======== PROVIDED DATA
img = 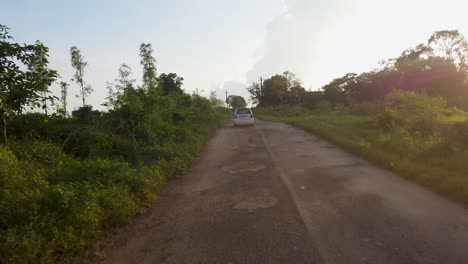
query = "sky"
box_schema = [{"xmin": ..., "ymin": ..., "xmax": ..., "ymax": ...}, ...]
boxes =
[{"xmin": 0, "ymin": 0, "xmax": 468, "ymax": 109}]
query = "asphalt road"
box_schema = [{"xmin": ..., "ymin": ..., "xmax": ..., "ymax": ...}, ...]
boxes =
[{"xmin": 105, "ymin": 122, "xmax": 468, "ymax": 264}]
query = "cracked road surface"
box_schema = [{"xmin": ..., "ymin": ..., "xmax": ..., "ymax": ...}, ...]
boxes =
[{"xmin": 105, "ymin": 121, "xmax": 468, "ymax": 264}]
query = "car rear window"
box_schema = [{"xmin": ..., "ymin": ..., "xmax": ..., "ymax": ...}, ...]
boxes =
[{"xmin": 236, "ymin": 108, "xmax": 251, "ymax": 115}]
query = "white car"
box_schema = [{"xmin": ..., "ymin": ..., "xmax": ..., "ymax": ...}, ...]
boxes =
[{"xmin": 233, "ymin": 108, "xmax": 254, "ymax": 126}]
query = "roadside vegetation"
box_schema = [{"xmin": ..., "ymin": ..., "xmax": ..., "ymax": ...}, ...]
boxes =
[
  {"xmin": 0, "ymin": 26, "xmax": 228, "ymax": 263},
  {"xmin": 248, "ymin": 31, "xmax": 468, "ymax": 205}
]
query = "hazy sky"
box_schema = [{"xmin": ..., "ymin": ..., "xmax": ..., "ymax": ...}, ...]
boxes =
[{"xmin": 0, "ymin": 0, "xmax": 468, "ymax": 107}]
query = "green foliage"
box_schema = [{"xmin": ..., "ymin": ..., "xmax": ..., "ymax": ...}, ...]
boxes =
[
  {"xmin": 377, "ymin": 91, "xmax": 450, "ymax": 135},
  {"xmin": 70, "ymin": 47, "xmax": 93, "ymax": 107},
  {"xmin": 0, "ymin": 35, "xmax": 228, "ymax": 263},
  {"xmin": 0, "ymin": 24, "xmax": 58, "ymax": 144},
  {"xmin": 256, "ymin": 91, "xmax": 468, "ymax": 207},
  {"xmin": 140, "ymin": 43, "xmax": 158, "ymax": 89}
]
================
▸ **GOAL**: Count the lines in the items above that contain the string "query", and reply with that number alone.

▸ **OUTPUT**: 8